** Work instruction **
Identify and pull out each line of the entries in which "black" occurs.

+ + + +

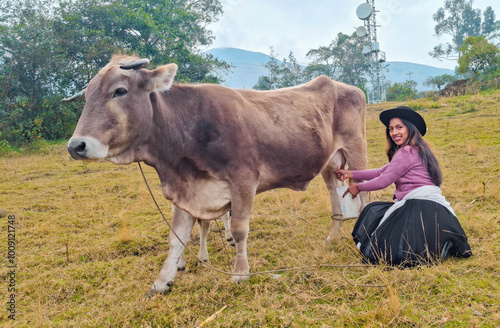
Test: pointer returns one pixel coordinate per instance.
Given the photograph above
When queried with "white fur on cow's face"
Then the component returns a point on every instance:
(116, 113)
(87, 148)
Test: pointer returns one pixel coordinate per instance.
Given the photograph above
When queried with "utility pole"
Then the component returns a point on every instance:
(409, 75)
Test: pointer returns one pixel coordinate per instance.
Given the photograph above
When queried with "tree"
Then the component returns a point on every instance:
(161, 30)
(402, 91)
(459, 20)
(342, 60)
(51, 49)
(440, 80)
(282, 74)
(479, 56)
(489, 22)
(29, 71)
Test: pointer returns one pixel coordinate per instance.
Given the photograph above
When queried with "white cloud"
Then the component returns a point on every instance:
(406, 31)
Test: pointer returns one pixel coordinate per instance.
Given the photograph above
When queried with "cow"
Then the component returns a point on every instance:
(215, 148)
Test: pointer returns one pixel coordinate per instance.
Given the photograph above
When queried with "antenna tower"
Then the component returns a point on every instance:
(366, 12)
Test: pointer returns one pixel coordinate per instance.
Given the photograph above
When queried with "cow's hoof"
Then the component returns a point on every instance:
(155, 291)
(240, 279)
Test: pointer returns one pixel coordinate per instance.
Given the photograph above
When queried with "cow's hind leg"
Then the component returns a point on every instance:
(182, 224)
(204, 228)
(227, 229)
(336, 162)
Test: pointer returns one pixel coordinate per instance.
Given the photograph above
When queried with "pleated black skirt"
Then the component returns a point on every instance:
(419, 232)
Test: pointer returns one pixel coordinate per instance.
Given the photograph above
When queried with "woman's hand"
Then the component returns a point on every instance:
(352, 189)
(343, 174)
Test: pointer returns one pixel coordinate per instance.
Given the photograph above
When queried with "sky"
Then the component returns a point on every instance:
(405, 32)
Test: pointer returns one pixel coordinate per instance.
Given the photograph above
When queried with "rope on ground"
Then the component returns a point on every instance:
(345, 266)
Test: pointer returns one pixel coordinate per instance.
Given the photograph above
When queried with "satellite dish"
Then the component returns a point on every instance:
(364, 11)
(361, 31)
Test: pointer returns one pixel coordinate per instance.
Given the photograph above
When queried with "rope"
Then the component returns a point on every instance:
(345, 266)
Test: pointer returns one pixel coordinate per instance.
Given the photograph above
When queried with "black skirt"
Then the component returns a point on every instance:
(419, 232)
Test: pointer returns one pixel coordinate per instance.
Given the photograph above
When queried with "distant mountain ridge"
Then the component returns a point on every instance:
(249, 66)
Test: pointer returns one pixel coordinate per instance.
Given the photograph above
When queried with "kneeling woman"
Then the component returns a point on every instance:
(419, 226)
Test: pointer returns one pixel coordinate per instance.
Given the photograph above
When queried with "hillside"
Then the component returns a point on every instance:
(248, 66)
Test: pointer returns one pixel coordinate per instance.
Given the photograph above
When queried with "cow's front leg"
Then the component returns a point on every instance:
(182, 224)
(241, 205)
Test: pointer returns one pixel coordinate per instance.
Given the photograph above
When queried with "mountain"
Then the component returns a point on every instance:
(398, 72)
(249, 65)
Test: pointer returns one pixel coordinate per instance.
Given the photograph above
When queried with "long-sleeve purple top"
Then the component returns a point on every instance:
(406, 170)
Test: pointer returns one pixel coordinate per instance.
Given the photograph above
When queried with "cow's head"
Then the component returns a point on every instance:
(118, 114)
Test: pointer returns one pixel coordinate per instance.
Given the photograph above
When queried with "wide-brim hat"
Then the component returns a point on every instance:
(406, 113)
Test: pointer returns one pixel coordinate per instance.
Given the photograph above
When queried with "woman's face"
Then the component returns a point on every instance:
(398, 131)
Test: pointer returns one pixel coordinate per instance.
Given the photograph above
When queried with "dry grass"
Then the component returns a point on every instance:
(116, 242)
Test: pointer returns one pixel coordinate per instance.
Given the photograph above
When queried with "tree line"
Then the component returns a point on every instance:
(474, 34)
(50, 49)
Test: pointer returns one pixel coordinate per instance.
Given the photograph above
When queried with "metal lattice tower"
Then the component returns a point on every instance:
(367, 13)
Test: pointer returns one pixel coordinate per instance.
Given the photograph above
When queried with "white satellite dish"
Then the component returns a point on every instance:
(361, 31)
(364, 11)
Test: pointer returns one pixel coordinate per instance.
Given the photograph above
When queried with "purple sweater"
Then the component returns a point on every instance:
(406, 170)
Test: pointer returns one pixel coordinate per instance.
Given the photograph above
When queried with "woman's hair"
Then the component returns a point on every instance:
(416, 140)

+ + + +

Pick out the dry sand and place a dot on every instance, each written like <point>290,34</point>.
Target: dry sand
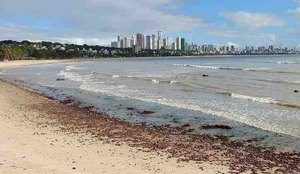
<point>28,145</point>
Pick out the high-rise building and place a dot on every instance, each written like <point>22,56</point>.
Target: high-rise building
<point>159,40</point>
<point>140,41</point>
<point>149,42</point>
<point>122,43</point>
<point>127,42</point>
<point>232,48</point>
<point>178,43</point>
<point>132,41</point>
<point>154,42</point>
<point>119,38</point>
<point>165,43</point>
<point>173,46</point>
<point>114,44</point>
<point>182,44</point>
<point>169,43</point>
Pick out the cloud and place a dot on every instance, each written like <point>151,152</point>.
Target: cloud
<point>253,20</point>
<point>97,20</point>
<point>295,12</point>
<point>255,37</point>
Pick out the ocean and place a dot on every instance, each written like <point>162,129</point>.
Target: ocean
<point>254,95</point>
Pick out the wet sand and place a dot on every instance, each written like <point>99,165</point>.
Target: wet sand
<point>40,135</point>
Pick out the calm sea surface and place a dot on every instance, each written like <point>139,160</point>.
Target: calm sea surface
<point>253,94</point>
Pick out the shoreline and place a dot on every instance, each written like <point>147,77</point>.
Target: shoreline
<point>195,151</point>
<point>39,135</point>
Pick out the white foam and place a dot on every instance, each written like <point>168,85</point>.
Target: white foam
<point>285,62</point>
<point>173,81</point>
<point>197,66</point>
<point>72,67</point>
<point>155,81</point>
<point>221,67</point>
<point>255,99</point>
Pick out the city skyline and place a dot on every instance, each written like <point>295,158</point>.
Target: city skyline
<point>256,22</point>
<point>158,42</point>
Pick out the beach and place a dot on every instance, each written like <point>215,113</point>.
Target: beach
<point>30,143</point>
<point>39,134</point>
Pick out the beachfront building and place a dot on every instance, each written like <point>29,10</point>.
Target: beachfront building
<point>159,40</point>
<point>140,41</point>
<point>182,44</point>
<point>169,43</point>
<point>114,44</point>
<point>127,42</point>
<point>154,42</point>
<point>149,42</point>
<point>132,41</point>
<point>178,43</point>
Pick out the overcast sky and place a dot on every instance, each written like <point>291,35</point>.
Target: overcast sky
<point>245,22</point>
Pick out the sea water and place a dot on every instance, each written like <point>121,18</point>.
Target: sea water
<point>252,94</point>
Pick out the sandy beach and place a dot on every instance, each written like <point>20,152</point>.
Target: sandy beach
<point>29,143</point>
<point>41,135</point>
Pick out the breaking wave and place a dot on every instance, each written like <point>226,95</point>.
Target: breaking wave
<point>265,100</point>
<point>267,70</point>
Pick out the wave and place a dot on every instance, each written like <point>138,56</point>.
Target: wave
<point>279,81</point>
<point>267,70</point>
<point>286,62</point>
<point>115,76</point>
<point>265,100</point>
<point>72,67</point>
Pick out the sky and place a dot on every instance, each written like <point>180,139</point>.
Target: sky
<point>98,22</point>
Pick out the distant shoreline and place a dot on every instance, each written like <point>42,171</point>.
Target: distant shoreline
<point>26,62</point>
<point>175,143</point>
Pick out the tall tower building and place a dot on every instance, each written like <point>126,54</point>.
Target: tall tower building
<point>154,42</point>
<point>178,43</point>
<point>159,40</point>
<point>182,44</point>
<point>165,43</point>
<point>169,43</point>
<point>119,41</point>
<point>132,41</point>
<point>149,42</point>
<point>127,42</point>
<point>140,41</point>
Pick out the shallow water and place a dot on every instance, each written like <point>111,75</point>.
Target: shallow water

+ + + +

** Answer **
When queried with "pleated black skirt"
When queried with "black skirt"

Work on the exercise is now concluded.